## REQUIRED WORK
Turn the stretch of the material below that opens with the line containing "pot accordingly in the photo above." and continues through the end of the material into a Markdown table with the columns Row and Line, one numbered row per line and blank lines left out.

## DATASET RECORDS
- - - -

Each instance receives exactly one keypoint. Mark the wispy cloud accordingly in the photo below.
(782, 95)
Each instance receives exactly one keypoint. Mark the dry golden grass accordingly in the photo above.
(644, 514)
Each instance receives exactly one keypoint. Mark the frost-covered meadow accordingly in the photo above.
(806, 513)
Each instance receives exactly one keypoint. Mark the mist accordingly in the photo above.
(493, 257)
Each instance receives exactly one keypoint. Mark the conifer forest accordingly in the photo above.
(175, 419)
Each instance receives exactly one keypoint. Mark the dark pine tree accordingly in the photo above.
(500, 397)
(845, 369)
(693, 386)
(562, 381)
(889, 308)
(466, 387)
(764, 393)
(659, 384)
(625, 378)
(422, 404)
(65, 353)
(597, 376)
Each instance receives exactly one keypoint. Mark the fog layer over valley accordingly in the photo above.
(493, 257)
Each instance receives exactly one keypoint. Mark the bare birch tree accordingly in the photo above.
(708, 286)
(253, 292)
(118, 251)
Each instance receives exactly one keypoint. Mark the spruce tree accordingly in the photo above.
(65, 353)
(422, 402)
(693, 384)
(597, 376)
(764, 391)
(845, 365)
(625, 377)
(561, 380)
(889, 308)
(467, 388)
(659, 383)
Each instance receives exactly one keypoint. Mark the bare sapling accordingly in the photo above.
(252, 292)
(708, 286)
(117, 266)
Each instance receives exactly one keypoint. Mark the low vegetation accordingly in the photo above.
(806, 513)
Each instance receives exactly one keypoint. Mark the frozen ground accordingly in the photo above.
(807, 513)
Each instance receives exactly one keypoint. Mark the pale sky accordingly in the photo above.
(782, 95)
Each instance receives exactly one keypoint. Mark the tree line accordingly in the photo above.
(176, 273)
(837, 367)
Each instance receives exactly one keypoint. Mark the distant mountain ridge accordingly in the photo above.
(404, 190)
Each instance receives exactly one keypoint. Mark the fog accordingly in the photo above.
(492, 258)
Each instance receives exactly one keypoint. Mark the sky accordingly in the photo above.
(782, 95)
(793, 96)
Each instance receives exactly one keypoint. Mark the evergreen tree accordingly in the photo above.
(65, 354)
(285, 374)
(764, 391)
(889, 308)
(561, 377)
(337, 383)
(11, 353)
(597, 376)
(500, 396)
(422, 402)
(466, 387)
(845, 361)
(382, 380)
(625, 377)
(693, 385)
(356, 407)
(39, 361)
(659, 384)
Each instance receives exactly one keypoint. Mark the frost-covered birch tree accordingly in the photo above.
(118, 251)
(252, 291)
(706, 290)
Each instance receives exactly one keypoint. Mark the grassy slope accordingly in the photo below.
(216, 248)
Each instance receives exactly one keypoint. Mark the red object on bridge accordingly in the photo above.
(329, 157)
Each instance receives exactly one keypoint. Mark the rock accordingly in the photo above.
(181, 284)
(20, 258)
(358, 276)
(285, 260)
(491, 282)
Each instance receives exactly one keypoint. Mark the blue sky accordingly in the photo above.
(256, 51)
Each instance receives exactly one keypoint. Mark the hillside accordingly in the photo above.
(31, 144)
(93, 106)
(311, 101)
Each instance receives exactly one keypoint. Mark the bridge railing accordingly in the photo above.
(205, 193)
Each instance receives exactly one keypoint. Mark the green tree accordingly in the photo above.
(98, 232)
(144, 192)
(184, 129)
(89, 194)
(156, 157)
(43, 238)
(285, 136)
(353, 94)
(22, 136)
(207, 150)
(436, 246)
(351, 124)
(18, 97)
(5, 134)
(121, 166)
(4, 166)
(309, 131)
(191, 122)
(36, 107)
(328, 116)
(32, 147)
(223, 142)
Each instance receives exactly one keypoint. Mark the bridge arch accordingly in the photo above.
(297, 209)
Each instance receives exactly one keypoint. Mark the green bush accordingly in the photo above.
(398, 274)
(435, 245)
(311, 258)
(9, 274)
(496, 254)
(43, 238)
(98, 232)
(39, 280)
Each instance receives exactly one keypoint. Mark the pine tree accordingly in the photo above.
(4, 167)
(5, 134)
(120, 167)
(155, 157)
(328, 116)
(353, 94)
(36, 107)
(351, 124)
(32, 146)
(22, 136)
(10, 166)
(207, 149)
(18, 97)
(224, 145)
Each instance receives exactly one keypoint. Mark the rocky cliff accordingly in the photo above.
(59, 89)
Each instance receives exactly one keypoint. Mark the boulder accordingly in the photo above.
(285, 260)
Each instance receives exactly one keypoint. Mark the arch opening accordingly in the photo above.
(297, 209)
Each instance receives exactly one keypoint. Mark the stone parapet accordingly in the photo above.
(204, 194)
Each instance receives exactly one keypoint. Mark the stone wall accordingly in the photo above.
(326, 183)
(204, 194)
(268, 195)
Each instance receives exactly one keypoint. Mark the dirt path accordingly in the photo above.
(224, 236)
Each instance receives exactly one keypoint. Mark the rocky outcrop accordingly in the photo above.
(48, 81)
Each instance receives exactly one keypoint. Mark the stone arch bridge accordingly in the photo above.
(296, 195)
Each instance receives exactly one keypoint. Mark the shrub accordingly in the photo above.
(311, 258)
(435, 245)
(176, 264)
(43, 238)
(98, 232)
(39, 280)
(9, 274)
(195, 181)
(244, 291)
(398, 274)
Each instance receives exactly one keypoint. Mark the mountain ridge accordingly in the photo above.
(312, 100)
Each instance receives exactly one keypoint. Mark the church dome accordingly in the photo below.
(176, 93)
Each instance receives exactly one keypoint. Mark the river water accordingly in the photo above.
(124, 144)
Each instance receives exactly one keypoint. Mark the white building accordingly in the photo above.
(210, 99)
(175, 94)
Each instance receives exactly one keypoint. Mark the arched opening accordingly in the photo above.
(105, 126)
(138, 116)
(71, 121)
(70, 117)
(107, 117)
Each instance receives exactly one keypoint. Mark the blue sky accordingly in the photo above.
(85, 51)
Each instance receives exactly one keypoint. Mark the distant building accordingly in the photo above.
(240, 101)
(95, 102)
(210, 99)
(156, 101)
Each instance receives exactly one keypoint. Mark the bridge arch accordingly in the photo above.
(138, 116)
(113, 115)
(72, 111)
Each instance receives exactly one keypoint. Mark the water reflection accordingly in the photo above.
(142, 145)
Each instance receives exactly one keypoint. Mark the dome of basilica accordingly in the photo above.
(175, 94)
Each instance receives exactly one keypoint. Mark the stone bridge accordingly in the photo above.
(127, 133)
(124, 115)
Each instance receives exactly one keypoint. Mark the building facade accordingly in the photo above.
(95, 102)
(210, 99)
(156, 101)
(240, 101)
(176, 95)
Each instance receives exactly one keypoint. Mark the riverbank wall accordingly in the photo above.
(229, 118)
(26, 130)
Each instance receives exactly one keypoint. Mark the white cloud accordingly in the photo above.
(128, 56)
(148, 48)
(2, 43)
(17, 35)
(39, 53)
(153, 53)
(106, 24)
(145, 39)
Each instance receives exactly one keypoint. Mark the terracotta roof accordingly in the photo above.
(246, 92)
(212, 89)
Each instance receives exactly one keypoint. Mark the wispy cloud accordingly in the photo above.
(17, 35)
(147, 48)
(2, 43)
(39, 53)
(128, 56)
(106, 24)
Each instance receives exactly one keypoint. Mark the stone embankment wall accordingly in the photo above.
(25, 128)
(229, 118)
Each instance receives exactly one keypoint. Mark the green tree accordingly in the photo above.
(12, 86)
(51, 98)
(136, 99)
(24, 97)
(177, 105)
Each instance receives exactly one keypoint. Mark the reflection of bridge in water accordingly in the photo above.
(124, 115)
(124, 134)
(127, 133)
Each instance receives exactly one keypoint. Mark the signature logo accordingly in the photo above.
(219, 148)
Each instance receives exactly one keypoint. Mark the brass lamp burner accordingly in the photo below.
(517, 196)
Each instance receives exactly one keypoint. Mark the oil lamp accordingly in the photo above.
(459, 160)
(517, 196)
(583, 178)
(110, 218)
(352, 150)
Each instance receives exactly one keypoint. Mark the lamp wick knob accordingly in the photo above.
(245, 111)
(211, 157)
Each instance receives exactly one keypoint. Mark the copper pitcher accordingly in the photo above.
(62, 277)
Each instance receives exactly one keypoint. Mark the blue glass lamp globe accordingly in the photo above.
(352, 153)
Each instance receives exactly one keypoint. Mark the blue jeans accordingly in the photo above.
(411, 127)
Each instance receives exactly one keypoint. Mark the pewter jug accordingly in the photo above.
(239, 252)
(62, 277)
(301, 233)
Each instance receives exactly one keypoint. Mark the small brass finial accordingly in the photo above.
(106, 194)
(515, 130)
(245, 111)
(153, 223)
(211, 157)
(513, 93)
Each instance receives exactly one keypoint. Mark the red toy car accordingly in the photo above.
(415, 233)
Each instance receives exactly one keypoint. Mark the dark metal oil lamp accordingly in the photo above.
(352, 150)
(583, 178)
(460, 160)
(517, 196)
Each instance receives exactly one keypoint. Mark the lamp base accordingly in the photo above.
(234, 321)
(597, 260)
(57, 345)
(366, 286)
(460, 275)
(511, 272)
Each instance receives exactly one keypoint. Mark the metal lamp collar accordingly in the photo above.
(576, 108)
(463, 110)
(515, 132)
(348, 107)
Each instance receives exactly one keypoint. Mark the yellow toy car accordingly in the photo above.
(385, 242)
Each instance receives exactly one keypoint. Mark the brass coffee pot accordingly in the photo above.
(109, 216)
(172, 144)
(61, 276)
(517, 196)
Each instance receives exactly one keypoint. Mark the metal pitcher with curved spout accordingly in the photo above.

- - - -

## RESPONSE
| Row | Line |
|---|---|
| 1 | Each instance receives exactly one keypoint. Mark the brass coffee pot accordingly in the photo above. |
| 2 | (109, 216) |
| 3 | (172, 144) |
| 4 | (61, 276) |
| 5 | (517, 196) |
| 6 | Each instance receives exactly one keypoint. Mark the metal pitcher with curved spout accordingly in the photo above. |